═════ Testo di partenza ═════

C’è, in queste righe tutto il senso di oppressione di questo libro, da molti considerato un thriller e che, invece, è uno stillicidio di attimi, oggetti, parole. Joseph Bloch, ex portiere, si trova così, all’improvviso, senza lavoro. Da questo evento comincia il suo vagare senza meta, quasi sincopato, per una Vienna defilata e grigia. Non è la Vienna a cui si pensa di solito ma una porzione di città periferica, fatta di luoghi e situazioni provvisorie e di passaggio. In questa insistita provvisorietà e mancanza di senso, Bloch ucciderà, senza motivo, la ragazza con cui ha passato la notte.

Ma se questo è forse l’unico “episodio” che potrebbe far parlare di un thriller, è paradossalmente lo stesso episodio che smonta la logica del thriller introducendo l’assoluta aleatorietà del gesto in sé e di tutto ciò che ne consegue. Handke mette insieme una trama-non trama in cui stasi e movimento si alternano in quello che appare come un ininterrotto piano sequenza, fatto di pensieri ossessivi, domande e dialoghi in cui nessuno parla e nessuno ascolta davvero.

Bloch agisce e si muove come se si vedesse agire e muoversi, in una realtà in cui tutto assume una oggettivazione parossistica: ogni oggetto diventa qualcosa dai contorni nitidissimi, talmente nitidi da perdere importanza. Bloch si muove nella più totale solitudine, in uno stato di perenne incertezza e percepito accerchiamento in cui tutto, per lui, diventa una pericolosa allusione a sé stesso, un rimando a ciò che ha fatto e a ciò che dovrebbe fare.

Un libro questo Prima del calcio di rigore che usa la ripetizione quasi come un mantra, un’ipnosi ossessiva in cui la realtà, gli oggetti e le parole arrivano proprio con la stessa tensione paranoica di un tiro in porta. Che può arrivare da qualunque parte. Un libro in cui il tempo viene sospeso e distorto, in cui l’Altro viene assunto come fosse una sostanza addomesticabile, prevedibile. Per questo Bloch proverà disgusto, nausea, fastidio. Bloch più che vittima della realtà, ammesso che esista, è vittima dell’interpretazione della realtà. E, forse, il vero delitto è questo.

Geraldine Meyer

3 pensieri su “Peter Handke e l’angoscia

  1. E’ la stessa angoscia che si prova quando finisce un periodo della propria vita e ci si trova davanti a un vuoto che sembra incolmabile. Si comincia a vivere in un presente onirico dove non si riconoscono i gesti e i pensieri che prima erano finalizzati e ben definiti. E’ il limbo, la mancanza di senso, la vacuità di un presente sfumato senza nessuna idea di un futuro. Veramente angosciante.

═════ Materiale raccolto ═════

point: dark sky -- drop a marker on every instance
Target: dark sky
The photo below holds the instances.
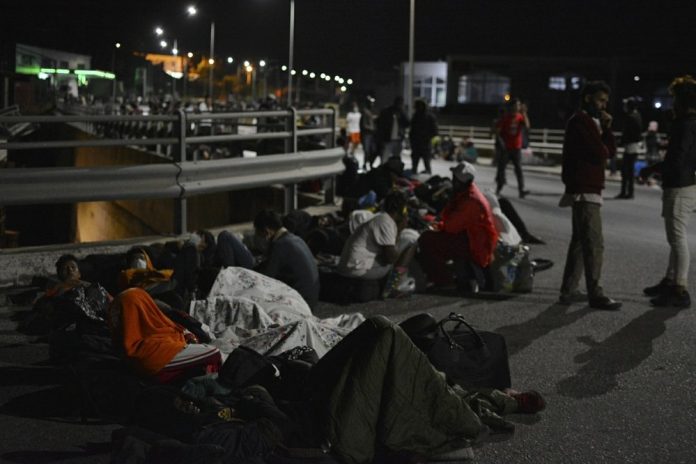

═════

_Descrizione del compito_
Trascrivi dal testo sul libro di Handke il passo compreso tra "Bloch agisce e" e "che dovrebbe fare.", entrambi inclusi. Le righe sono materiale a sé, distinto dal testo.

_Risposta_
Bloch agisce e si muove come se si vedesse agire e muoversi, in una realtà in cui tutto assume una oggettivazione parossistica: ogni oggetto diventa qualcosa dai contorni nitidissimi, talmente nitidi da perdere importanza. Bloch si muove nella più totale solitudine, in uno stato di perenne incertezza e percepito accerchiamento in cui tutto, per lui, diventa una pericolosa allusione a sé stesso, un rimando a ciò che ha fatto e a ciò che dovrebbe fare.